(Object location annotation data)
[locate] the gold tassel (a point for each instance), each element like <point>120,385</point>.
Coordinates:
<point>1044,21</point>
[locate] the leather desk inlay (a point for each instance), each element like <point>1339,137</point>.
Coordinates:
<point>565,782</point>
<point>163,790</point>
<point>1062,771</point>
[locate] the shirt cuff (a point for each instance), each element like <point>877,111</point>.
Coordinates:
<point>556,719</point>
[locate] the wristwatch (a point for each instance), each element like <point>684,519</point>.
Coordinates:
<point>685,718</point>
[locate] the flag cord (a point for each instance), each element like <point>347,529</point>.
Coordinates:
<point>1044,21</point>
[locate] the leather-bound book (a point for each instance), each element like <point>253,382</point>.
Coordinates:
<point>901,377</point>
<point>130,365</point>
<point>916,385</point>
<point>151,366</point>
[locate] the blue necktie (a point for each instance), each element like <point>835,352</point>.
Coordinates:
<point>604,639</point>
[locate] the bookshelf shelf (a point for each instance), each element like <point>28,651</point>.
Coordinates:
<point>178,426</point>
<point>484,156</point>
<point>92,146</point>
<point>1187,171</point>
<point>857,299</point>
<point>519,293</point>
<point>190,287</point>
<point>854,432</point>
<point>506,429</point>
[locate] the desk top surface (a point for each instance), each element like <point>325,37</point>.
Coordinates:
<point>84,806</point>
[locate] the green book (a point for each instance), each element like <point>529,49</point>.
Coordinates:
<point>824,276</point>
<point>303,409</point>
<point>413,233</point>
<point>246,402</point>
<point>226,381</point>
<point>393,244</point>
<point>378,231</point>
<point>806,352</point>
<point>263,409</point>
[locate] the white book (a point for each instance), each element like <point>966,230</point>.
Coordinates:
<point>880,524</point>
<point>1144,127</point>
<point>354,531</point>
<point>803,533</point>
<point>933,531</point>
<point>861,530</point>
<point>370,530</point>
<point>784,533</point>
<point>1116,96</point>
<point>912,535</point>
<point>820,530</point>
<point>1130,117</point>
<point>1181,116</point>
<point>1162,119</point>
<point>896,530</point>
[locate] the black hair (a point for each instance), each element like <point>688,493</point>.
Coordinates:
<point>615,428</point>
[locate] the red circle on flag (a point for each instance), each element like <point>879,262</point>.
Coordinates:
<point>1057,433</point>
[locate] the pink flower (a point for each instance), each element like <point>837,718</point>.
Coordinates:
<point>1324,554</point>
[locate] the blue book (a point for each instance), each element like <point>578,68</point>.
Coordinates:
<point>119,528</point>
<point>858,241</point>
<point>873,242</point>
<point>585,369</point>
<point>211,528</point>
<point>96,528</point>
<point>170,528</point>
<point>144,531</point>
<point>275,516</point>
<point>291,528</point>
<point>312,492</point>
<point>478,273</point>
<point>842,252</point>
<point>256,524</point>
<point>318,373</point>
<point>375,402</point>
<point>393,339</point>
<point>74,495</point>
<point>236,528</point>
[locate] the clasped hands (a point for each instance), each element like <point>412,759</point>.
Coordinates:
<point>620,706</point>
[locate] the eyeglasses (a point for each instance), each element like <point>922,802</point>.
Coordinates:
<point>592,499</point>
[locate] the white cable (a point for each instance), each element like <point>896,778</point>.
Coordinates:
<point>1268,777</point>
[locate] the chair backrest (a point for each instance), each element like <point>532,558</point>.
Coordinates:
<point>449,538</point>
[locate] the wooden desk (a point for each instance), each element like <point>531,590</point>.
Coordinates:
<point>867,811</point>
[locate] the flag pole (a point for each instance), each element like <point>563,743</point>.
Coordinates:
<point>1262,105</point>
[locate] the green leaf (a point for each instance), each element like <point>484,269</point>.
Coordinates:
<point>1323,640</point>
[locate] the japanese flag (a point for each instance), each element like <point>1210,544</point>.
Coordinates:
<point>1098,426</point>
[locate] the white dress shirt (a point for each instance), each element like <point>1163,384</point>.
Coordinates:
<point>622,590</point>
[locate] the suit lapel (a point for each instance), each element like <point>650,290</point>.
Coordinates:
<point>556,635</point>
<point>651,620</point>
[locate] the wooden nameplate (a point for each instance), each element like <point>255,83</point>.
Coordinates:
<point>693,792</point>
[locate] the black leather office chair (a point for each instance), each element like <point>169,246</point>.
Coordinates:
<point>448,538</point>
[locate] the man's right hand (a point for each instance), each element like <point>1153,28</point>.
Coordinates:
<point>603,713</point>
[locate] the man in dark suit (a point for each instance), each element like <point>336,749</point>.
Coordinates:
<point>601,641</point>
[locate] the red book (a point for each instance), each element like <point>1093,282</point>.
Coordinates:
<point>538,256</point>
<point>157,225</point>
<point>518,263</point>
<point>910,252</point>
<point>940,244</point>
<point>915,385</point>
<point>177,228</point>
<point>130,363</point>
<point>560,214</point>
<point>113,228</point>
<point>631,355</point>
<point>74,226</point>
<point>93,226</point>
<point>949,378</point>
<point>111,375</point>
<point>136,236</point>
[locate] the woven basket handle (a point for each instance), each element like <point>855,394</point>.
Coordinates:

--

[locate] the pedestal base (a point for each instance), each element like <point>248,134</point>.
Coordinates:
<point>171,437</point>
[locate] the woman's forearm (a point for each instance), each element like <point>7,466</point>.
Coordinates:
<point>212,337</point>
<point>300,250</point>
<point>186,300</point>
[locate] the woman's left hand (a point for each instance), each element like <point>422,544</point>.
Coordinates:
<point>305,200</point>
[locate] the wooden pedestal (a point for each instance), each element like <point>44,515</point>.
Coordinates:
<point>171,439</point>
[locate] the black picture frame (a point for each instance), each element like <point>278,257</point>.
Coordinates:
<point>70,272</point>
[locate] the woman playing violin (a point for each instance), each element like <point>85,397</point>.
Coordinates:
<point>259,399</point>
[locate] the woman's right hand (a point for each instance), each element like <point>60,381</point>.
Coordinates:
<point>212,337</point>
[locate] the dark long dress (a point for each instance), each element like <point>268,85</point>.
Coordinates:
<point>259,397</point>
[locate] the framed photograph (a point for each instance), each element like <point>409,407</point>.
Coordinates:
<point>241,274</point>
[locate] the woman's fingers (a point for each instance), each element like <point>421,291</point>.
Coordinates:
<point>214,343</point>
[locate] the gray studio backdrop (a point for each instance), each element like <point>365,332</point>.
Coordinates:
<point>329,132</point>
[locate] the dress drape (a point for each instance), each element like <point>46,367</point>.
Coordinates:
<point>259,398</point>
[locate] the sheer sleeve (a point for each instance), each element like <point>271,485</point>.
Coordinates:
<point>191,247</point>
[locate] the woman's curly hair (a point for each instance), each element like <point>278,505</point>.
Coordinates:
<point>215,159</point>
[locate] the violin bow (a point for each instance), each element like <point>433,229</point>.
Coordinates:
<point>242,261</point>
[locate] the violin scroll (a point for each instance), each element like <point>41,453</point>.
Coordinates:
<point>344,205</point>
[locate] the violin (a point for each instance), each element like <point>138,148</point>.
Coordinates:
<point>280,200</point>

...

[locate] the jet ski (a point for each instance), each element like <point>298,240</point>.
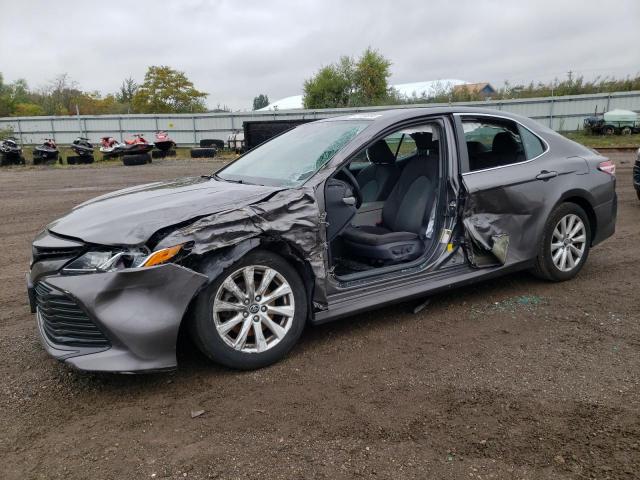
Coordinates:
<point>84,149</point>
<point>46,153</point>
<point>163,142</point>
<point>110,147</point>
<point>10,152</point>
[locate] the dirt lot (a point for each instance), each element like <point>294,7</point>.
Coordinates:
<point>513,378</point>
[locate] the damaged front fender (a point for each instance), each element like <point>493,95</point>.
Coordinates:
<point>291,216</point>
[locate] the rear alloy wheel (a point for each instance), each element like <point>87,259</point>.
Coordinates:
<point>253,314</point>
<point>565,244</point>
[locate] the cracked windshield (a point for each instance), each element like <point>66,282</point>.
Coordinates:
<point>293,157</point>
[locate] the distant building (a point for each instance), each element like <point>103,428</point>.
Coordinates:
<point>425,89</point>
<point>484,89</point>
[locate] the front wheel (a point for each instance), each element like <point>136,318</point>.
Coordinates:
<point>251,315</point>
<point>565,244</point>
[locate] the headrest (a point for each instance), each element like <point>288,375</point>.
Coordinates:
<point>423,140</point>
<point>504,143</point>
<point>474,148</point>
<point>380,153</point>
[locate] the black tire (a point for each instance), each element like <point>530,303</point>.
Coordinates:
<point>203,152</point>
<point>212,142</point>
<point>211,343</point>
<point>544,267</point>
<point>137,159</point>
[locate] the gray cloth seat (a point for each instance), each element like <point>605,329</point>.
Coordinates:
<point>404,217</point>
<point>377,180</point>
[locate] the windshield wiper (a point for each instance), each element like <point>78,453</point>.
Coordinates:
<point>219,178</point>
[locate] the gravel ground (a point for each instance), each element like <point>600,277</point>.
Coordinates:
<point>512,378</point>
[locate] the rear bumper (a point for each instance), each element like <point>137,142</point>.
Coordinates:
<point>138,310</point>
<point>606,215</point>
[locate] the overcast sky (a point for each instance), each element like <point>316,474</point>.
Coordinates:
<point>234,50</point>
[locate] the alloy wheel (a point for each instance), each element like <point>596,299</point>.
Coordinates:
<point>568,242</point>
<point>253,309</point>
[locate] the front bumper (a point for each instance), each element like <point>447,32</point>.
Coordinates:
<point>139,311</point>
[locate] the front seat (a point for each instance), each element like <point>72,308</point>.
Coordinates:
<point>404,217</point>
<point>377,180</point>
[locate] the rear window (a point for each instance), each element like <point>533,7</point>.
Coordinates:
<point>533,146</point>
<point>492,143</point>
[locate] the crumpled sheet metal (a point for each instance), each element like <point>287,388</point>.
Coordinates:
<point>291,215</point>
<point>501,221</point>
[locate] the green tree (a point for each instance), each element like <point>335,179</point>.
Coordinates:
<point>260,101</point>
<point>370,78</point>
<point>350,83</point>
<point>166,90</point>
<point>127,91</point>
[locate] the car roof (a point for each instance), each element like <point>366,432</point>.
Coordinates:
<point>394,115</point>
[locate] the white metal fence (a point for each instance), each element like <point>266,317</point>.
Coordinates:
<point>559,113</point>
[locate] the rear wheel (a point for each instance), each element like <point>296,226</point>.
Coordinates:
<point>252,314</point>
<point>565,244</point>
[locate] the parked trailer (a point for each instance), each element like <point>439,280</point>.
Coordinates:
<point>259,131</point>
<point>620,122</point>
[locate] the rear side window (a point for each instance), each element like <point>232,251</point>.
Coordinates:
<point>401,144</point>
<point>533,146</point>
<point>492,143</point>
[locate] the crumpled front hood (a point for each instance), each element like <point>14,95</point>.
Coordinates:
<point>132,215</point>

Aim:
Rewrite the material between the lines holding "[locate] the chair" and "<point>1262,105</point>", inclusive, as a two-column CSV with the header request,answer. Give one row per request, putting its text and its answer each in one quoted field with line breaks turned into spaces.

Response to this task:
request,answer
"[locate] the chair backrest (a point for each instance), each element like <point>532,558</point>. Coordinates:","<point>449,538</point>"
"[locate] the wooden desk (a point for each instance), each element like <point>531,590</point>. Coordinates:","<point>867,811</point>"
"[locate] the flag pole (a point for each instance), each element like <point>563,743</point>. Coordinates:","<point>1262,105</point>"